--- TASK STATEMENT ---
Reproduce the records verbatim, starting at their first line and ending at the line containing "[[[188,117],[1,138],[1,194],[348,194],[348,99],[330,120]]]", with both of those lines included.
—————
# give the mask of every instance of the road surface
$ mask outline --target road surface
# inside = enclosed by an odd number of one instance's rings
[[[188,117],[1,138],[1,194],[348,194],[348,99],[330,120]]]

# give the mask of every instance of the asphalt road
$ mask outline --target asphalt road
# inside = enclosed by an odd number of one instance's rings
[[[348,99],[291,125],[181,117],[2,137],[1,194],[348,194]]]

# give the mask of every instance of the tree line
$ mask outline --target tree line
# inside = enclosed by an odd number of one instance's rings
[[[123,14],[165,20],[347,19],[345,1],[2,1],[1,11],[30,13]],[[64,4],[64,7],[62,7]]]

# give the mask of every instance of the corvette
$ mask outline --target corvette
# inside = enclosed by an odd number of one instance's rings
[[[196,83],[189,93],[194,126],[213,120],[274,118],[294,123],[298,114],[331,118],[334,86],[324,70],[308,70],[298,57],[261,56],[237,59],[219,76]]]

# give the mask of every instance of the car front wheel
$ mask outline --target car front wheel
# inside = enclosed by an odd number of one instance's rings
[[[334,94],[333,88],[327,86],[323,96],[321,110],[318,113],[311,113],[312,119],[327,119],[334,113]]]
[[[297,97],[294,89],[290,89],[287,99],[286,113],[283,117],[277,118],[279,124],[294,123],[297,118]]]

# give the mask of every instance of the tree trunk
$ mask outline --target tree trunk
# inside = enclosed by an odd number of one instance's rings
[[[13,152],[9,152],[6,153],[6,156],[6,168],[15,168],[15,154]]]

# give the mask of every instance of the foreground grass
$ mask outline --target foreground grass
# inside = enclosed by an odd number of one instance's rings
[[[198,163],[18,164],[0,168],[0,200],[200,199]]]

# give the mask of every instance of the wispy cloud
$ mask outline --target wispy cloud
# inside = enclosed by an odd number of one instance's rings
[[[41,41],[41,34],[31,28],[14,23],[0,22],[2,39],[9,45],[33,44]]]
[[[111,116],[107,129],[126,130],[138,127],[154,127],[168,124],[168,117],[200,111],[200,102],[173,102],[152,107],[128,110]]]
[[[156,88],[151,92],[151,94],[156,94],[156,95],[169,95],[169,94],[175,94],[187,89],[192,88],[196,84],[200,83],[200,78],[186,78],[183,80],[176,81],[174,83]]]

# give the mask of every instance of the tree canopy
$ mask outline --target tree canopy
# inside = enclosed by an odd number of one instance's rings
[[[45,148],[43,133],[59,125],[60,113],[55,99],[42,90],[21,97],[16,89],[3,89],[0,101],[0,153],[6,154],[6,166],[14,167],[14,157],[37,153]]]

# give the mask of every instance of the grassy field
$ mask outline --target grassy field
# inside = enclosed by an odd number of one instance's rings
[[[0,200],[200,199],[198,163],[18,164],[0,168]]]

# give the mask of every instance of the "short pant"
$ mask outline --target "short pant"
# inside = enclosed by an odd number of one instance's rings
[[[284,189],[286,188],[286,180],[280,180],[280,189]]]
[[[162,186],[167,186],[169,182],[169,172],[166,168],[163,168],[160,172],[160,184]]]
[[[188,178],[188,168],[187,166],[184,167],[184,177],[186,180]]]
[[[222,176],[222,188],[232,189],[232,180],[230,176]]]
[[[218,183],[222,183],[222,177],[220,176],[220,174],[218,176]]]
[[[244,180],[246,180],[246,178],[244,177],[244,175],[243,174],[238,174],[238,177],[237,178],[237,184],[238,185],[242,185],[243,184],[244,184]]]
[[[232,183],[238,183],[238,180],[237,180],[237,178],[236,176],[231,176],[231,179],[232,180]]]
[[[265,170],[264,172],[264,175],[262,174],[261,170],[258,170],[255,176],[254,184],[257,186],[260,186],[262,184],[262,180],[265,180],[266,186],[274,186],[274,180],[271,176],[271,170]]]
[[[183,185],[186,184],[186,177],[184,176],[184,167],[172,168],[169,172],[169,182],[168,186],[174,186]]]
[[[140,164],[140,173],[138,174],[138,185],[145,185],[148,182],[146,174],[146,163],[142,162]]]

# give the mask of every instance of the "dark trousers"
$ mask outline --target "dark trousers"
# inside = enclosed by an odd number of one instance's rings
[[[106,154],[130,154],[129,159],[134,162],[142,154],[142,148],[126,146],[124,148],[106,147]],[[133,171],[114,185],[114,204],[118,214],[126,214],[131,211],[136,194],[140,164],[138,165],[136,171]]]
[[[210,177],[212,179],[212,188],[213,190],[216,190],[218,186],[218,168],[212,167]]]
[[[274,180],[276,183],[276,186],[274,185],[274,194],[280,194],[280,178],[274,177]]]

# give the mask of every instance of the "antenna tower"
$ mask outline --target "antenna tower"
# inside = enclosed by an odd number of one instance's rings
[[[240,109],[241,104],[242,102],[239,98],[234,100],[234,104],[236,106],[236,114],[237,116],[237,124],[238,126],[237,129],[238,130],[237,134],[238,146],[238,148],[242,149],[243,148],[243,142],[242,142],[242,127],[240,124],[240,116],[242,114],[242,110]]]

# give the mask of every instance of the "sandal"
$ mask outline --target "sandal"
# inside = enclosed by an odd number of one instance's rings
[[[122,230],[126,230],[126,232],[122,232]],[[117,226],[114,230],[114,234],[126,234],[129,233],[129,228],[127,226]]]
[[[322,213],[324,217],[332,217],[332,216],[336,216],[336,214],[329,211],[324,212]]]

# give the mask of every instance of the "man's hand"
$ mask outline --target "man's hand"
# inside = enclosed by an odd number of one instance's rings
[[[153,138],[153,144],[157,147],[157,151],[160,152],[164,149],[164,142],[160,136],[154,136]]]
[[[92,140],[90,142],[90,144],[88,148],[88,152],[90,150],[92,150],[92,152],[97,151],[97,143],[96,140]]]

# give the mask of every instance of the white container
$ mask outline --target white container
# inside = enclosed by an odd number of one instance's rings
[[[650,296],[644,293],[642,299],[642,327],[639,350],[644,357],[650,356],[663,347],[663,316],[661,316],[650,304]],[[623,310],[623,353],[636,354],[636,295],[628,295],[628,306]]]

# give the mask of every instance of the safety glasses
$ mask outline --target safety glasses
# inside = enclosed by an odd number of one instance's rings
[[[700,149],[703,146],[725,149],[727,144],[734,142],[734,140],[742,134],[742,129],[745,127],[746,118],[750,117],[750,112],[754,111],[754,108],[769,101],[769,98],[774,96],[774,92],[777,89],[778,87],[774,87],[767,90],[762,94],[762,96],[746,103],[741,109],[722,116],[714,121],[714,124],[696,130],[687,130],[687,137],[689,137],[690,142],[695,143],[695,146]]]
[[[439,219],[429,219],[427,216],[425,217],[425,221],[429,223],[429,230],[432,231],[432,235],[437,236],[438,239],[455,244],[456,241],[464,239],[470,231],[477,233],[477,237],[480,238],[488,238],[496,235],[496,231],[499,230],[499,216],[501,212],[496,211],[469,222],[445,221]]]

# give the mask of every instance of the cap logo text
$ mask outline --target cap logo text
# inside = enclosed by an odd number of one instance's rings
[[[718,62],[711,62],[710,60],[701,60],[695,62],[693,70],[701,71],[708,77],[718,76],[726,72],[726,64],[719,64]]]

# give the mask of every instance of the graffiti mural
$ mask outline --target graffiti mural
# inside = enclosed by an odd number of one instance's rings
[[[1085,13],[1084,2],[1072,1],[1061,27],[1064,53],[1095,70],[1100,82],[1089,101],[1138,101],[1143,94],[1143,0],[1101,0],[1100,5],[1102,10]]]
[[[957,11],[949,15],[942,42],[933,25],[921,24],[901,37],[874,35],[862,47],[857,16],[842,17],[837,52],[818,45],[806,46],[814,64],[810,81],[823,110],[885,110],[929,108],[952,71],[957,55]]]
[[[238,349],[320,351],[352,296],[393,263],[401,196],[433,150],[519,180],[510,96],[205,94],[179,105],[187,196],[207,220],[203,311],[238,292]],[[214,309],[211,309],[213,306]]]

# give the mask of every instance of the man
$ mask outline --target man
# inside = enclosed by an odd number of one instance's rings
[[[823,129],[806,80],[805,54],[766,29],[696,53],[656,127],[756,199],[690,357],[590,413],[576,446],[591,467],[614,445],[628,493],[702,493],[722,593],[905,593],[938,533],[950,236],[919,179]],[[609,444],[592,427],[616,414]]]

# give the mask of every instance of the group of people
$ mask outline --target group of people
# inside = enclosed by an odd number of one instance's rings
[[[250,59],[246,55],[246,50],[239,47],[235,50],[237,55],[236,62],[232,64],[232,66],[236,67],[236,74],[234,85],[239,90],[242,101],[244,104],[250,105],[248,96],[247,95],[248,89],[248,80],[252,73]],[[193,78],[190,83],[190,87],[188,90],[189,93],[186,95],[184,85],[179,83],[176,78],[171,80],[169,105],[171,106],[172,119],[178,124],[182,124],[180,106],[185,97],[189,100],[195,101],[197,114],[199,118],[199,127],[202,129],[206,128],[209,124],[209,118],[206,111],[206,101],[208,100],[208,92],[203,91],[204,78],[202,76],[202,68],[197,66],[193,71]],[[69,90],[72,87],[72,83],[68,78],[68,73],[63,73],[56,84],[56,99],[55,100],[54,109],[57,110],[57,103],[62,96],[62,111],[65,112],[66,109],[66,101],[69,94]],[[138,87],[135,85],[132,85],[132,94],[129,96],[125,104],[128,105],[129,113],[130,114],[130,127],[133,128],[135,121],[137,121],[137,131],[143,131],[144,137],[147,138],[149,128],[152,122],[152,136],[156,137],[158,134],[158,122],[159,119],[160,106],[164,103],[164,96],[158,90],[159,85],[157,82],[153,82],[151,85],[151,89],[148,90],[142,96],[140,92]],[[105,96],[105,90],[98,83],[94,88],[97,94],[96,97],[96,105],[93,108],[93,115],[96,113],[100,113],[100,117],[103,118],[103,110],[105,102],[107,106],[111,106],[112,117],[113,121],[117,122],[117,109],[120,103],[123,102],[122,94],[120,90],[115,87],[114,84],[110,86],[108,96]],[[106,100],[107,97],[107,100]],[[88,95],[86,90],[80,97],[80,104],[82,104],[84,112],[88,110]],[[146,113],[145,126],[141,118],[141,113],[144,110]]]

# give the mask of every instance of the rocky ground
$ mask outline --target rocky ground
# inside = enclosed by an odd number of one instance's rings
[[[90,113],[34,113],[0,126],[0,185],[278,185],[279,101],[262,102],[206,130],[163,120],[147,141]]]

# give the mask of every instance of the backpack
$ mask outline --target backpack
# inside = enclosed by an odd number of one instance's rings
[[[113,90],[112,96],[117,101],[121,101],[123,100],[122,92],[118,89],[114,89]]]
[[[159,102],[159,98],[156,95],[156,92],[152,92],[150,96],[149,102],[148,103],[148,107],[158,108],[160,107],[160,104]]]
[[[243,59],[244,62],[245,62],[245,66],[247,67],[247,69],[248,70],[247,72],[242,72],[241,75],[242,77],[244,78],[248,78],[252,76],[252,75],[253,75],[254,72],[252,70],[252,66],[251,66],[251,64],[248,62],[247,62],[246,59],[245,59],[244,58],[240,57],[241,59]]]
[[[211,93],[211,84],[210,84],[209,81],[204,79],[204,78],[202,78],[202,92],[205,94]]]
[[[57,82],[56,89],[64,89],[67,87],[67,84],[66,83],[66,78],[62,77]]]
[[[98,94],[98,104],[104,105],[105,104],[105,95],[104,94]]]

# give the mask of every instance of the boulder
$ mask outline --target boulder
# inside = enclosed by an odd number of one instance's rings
—————
--- TASK SOLUTION ---
# give the mask of every instance of the road surface
$ mask outline --target road surface
# inside = enclosed by an odd number of one instance's rings
[[[188,117],[1,138],[1,194],[348,194],[348,99],[330,120]]]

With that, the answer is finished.